Qui n’a jamais rêvé de changer de vie ? De partir à l’étranger sous des cieux plus cléments pour espérer réussir une vie professionnelle accomplie, dans des contrées où les opportunités semblent bien plus attrayantes qu’en France (et où accessoirement la météo est plus clémente ^^) ?
Nombreux sont les français à vouloir sauter le pas. Le mieux pour réussir dans un pays étranger est encore de débarquer avec un travail assuré, et le Pôle Emploi publie certaines offres offrant la possibilité de s’expatrier.
Je vais maintenant vous parler de mon expérience personnelle : je suis tombé sur une offre fort attrayante me promettant un job de chef de projet en informatique dans un pays exotique : l’Inde. Salaire de 1500 € net, logement fourni gracieusement avec personnel de maison, protection sociale, Visa et voyage Aller/Retour pris en charge par l’entreprise. Cela donne envie de partir à l’aventure non ?
Sauf que la réalité de cette offre validée par le Pôle Emploi est légèrement différente de ce qui est annoncé…
Mais je n’avais pas encore réalisé cela, puisque je venais tout juste de candidater à cette offre (pour information, la référence de l’offre est 005MTGM, visible sur Pôle Emploi => Recherche avancée => Numéro d’offre). On me propose rapidement d’envoyer une lettre de motivation, puis de faire un premier entretien via Skype pour valider le côté RH, puis un second entretien technique le lendemain, me confirmant que je dois donner ma réponse le jour-même ou le lendemain. Prêt à changer de vie quasiment du jour au lendemain ? Pour moi, la réponse à cette question est oui. Mais pas à n’importe quel prix (je ne parle pas du salaire attention, je reviendrais sur ce point), mais en fonction des conditions de vie et de travail que l’on me propose.

### ENTRÉES FOURNIES

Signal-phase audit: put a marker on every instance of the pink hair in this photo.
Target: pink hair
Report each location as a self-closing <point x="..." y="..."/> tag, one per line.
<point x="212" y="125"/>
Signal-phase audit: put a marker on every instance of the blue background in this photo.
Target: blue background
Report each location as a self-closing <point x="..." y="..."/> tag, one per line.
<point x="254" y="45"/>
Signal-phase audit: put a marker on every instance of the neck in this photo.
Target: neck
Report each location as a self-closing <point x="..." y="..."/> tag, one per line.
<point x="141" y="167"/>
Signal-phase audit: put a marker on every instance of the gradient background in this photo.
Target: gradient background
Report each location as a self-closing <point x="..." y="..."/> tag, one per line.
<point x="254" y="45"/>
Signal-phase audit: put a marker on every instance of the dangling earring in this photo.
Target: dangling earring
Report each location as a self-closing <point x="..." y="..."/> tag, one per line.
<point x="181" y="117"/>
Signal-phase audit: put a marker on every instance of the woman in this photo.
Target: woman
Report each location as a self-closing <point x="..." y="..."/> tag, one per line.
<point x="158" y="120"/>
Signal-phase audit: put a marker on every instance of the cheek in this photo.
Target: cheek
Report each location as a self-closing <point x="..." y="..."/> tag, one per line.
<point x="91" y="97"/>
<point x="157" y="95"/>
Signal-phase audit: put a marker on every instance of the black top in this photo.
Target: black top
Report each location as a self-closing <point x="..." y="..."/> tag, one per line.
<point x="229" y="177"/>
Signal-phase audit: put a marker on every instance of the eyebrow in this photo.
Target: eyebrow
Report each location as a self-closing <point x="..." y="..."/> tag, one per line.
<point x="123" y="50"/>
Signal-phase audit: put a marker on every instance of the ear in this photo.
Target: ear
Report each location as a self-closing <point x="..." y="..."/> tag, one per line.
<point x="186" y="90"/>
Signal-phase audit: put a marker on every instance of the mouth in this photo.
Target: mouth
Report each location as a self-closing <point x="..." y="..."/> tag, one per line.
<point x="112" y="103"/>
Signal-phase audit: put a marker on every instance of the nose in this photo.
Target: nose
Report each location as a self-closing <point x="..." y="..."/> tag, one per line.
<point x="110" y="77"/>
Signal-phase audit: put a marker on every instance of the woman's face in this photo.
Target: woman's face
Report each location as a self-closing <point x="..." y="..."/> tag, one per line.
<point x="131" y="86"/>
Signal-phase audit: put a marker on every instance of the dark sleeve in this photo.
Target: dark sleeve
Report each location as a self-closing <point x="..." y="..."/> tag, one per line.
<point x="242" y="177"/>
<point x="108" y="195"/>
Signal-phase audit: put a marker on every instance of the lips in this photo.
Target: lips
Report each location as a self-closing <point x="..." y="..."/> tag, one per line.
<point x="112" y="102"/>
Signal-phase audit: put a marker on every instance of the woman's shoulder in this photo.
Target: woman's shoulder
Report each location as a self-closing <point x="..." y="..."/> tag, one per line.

### TÂCHES À RÉALISER
a - Dans le texte sur l'offre d'emploi en Inde, présentez sous forme de liste les conditions de l'offre décrites dans le paragraphe qui commence par « Je vais maintenant vous parler ».
b - Extrayez à l'identique les lignes des enregistrements, depuis celle qui contient « Signal-phase audit: put a marker on every instance of the dark » jusqu'à la fin des enregistrements, ces deux limites comprises.
Le texte et les enregistrements constituent deux documents indépendants l'un de l'autre.

### CORRIGÉ
a -
- Poste : chef de projet en informatique, en Inde
- Salaire : 1500 € net
- Logement fourni gratuitement, avec personnel de maison
- Protection sociale
- Visa et voyage aller-retour pris en charge par l'entreprise

b -
Signal-phase audit: put a marker on every instance of the dark sleeve in this photo.
Target: dark sleeve
Report each location as a self-closing <point x="..." y="..."/> tag, one per line.
<point x="242" y="177"/>
<point x="108" y="195"/>
Signal-phase audit: put a marker on every instance of the lips in this photo.
Target: lips
Report each location as a self-closing <point x="..." y="..."/> tag, one per line.
<point x="112" y="102"/>
Signal-phase audit: put a marker on every instance of the woman's shoulder in this photo.
Target: woman's shoulder
Report each location as a self-closing <point x="..." y="..."/> tag, one per line.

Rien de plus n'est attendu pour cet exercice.